■ **How to complete this task**
Continue the news article below on a possible stay-at-home order in Washington state, picking up right after its last sentence.

─── Extracted text

SPOKANE, Wash. — Update: Read about Washington's new 'stay-at-home' order here
SPOKANE, Wash. — Tens of millions of people living in California, New York, Illinois, Oregon and other states have been placed under "stay-at-home" orders in an effort to slow the spread of the 2019 novel coronavirus (COVID-19).
Oregon Gov. Kate Brown also issued orders on Monday to shut down non-essential businesses and constrain social and recreational gatherings.
While Washington Gov. Jay Inslee has not said yet that he will follow suit, there have been rumors that he will soon enact a shelter in place order in the state.
Washington state has already enacted social distancing measures, such as temporarily shutting down bars and restaurants and further limiting the size of gatherings during the coronavirus outbreak.
Instead of focusing on a shelter in place order, Inslee said at a teleconference with reporters last week that he is most concerned right now about residents' economic problems.
“We could spend a lot of time trying to chase down rumors and we got to focus on today’s challenges today,” Inslee said.
As COVID-19 spreads in Washington state, Inslee said during the teleconference that he and other leaders are making decisions as best as they can “on a daily basis.”
“We can’t just try to speculate what may happen 30, 40, 60 days from now," he added.
Social distancing efforts are different than an official shelter in place order. Here is an explanation of what a "stay-at-home" order could look like in Washington state.
RELATED: What is social distancing?
Residents must remain place except for essential activities
In simple terms, the order means all non-essential trips from your home would not be allowed for a certain period of time. The length would be set by Gov. Inslee.
Essential activities include grocery shopping, picking up prescriptions or driving to what is considered an essential job. In most states, essential activity also includes exercising and going outside – as long as people stay six feet apart.

──────
─── Provided data

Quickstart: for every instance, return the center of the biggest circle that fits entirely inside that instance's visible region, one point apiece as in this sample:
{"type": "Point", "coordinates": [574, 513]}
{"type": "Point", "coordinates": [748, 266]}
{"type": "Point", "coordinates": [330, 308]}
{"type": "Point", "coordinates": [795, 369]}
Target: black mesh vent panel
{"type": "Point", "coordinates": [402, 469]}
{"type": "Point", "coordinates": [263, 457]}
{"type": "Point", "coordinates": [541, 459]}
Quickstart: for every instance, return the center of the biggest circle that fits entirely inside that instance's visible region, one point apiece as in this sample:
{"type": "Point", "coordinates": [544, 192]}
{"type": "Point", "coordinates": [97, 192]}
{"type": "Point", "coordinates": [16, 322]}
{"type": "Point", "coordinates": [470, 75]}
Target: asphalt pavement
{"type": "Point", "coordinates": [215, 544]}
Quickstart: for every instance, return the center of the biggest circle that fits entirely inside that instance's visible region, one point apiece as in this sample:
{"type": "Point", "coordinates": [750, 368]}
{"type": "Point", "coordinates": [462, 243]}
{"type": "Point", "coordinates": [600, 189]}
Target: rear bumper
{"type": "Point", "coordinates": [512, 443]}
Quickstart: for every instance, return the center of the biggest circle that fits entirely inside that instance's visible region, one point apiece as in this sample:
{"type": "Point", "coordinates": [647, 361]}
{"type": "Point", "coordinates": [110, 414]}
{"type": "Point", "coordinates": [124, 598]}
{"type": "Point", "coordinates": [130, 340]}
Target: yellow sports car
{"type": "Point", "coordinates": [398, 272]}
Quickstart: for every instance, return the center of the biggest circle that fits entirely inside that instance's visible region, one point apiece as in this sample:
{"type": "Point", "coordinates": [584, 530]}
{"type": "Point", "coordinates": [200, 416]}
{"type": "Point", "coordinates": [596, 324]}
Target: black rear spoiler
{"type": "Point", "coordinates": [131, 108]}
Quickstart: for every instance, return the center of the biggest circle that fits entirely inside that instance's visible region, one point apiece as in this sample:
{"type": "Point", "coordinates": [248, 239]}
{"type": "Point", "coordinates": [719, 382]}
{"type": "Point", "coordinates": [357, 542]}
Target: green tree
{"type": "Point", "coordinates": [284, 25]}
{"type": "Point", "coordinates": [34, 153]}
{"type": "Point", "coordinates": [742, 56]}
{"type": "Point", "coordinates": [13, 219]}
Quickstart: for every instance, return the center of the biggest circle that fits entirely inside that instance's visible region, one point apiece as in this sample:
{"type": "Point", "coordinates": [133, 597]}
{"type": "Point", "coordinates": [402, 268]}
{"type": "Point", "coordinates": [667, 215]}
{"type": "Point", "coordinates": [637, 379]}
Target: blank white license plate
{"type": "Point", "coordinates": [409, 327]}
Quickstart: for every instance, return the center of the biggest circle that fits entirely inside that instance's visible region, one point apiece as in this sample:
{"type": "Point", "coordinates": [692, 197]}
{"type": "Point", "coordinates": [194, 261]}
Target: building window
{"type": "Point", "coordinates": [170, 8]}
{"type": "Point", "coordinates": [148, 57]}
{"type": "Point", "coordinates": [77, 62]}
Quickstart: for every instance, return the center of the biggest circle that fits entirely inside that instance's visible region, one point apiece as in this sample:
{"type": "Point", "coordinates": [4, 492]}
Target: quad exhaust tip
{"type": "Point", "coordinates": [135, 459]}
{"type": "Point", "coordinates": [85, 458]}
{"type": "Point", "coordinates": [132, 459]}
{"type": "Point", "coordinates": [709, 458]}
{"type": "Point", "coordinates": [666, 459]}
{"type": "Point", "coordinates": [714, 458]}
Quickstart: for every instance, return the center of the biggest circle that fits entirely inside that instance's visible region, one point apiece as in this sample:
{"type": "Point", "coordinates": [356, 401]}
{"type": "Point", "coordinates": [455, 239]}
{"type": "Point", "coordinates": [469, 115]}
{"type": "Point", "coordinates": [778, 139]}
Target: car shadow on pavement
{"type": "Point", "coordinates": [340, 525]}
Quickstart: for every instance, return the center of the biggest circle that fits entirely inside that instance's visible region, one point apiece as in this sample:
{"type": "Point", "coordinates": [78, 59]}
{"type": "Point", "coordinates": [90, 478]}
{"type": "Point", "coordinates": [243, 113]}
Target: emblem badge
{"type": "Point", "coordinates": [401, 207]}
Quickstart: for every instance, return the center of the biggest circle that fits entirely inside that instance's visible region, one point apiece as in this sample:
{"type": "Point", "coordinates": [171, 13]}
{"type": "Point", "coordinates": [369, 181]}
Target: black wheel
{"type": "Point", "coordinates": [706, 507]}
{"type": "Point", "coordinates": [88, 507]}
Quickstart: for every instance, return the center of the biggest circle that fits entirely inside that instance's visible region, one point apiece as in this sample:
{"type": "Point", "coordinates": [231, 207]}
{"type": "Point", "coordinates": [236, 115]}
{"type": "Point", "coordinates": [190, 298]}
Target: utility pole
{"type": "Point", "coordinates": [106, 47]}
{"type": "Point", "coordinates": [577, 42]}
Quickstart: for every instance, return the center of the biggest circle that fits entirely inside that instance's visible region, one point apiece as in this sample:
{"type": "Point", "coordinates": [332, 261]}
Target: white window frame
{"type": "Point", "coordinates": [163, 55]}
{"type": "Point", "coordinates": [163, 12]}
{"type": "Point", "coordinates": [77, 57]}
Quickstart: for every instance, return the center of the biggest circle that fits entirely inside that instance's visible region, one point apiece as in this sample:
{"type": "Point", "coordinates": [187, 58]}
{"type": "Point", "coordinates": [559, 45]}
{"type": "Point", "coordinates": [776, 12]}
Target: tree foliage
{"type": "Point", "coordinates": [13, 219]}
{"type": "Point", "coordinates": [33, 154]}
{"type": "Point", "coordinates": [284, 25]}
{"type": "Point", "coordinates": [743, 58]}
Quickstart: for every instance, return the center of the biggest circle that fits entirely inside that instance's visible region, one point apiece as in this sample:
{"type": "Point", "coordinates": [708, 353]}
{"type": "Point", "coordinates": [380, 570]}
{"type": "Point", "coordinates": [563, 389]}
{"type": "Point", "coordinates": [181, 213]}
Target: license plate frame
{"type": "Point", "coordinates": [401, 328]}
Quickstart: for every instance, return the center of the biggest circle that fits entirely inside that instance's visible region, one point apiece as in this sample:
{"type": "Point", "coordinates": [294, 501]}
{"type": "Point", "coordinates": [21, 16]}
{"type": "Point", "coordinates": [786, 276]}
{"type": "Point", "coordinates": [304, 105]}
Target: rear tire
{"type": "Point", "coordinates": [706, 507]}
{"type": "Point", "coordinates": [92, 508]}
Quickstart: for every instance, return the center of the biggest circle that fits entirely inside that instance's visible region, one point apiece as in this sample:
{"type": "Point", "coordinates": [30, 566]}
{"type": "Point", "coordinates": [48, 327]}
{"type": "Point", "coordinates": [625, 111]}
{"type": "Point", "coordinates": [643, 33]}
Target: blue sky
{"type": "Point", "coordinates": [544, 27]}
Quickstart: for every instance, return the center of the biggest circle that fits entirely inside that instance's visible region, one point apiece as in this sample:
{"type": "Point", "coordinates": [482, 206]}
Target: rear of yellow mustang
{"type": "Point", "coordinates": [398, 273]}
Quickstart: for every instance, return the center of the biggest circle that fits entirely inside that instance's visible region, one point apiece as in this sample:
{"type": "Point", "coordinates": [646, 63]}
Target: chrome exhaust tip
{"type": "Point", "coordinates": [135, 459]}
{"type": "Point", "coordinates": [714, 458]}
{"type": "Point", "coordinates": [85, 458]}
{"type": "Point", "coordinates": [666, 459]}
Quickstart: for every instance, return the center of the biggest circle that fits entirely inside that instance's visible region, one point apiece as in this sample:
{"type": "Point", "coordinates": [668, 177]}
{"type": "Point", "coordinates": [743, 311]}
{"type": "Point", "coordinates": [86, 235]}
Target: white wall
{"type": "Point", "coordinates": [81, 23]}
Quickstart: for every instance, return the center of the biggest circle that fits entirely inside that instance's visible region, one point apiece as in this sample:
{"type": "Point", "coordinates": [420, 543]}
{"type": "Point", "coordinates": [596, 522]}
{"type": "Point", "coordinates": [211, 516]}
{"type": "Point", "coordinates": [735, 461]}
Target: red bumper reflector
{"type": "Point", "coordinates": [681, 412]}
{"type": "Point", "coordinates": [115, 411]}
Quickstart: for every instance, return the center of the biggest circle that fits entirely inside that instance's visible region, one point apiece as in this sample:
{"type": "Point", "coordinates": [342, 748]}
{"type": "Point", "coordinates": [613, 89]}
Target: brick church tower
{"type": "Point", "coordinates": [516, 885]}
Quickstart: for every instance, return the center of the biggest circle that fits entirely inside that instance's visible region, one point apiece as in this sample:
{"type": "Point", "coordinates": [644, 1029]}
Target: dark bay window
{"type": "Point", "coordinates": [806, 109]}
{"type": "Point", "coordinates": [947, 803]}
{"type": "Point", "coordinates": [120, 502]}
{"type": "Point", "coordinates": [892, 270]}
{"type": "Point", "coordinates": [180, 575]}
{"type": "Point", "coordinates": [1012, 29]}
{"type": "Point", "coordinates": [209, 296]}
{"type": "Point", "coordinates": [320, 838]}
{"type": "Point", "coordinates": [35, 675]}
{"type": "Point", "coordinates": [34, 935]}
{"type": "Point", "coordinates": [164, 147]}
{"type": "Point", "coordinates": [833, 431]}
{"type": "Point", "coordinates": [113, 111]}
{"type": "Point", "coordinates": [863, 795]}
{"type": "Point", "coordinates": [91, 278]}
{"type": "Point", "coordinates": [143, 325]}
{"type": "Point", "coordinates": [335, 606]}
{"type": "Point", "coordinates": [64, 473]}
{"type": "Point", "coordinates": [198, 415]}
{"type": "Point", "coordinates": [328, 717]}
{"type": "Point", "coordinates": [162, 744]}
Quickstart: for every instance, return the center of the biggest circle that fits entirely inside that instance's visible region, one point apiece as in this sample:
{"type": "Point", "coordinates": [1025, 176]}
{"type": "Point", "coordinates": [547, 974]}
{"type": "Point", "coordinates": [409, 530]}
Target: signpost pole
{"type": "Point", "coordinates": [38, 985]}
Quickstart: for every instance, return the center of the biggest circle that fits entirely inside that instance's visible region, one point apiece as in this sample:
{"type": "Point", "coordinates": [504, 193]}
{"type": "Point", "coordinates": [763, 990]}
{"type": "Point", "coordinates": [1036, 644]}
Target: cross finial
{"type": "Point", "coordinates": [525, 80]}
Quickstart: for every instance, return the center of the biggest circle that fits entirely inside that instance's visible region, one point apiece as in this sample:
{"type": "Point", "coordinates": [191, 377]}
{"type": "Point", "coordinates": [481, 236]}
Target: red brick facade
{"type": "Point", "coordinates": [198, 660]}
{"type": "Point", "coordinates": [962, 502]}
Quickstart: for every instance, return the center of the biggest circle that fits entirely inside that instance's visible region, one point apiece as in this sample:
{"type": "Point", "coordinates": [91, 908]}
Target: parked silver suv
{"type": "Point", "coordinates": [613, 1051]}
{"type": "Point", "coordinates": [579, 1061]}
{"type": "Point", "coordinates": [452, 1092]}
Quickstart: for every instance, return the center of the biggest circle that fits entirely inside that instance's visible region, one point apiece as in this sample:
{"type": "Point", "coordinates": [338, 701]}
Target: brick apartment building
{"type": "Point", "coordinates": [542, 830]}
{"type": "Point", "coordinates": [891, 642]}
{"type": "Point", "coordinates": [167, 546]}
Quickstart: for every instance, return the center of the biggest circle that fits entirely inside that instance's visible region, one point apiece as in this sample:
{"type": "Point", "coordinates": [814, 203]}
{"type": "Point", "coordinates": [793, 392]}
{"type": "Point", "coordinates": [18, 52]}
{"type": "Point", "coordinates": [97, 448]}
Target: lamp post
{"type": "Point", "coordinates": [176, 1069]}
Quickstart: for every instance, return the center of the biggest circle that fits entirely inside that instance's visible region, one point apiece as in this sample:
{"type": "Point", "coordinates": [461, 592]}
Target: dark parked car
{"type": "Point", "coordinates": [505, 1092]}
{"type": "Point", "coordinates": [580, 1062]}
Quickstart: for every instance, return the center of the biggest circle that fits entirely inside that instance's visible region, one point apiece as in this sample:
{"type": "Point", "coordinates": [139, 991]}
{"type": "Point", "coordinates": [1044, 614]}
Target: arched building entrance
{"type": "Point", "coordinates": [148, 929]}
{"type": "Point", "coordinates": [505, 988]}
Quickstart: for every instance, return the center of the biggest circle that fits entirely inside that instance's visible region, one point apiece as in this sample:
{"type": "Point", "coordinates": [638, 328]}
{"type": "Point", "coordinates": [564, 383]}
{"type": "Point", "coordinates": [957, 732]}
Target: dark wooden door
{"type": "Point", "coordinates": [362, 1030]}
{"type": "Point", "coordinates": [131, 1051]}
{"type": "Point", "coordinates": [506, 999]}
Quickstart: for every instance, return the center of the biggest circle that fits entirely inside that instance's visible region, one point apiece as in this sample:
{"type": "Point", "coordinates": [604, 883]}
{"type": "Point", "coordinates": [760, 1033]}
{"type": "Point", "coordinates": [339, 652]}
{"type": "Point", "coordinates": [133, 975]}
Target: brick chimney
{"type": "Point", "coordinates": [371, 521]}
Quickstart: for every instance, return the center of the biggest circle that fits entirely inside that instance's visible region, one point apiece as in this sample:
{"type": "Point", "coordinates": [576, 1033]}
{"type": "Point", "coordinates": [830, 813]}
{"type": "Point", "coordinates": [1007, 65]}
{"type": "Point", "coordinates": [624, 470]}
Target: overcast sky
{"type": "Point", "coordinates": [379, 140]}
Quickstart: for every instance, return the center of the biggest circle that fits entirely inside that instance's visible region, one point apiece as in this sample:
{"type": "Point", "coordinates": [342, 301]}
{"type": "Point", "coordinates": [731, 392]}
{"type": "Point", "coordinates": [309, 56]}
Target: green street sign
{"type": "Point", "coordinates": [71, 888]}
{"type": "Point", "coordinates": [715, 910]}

──────

■ **Answer for the task**
Other essential activities include taking care of sick or disabled relative and seeing a doctor.
In Oregon, the order forces closure of businesses such as arcades, barber shops, hair salons, gyms and fitness studios, skating rinks, playgrounds, theaters, sports facilities and yoga studios.
Businesses that remain open must implement social distancing guidelines, keeping customers at least six feet apart. Workers must also be given a chance by employers to work from home.
Will roads be closed?
Roads have not been closed in other states under stay-at-home orders. But residents should only travel if it is essential to their work or health.
Can you take a flight out of state?
Yes, but planes and any other form of travel should only be used for essential purposes.
What happens if people do not comply?
In Oregon, violations of the stay-at-home order are a Class C misdemeanor. This is consistent with actions taken by other U.S. states that have issued similar orders.
Who is exempt from the order?
You may be asking: What jobs are considered essential? The Department of Homeland Security has provided a list.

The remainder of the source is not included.